Each line from the one containing "output: a complete" through the end of the data below is to be output verbatim, with no lines added or left out.

── Records supplied

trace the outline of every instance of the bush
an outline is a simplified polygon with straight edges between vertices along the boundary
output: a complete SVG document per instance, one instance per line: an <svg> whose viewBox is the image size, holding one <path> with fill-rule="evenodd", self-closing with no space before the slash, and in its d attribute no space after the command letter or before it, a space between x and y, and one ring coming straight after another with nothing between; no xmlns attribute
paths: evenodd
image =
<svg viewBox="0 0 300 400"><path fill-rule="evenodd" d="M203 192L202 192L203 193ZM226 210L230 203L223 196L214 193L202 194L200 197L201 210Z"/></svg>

────

### Reply:
output: a complete SVG document per instance, one instance per line: an <svg> whose viewBox is the image size, holding one <path> with fill-rule="evenodd", self-closing with no space before the slash, and in its d attribute no space after the command letter or before it, a space between x and y, and one ring coming straight after another with nothing between; no xmlns attribute
paths: evenodd
image =
<svg viewBox="0 0 300 400"><path fill-rule="evenodd" d="M203 192L202 192L203 193ZM226 210L230 203L223 196L214 193L202 194L200 197L201 210Z"/></svg>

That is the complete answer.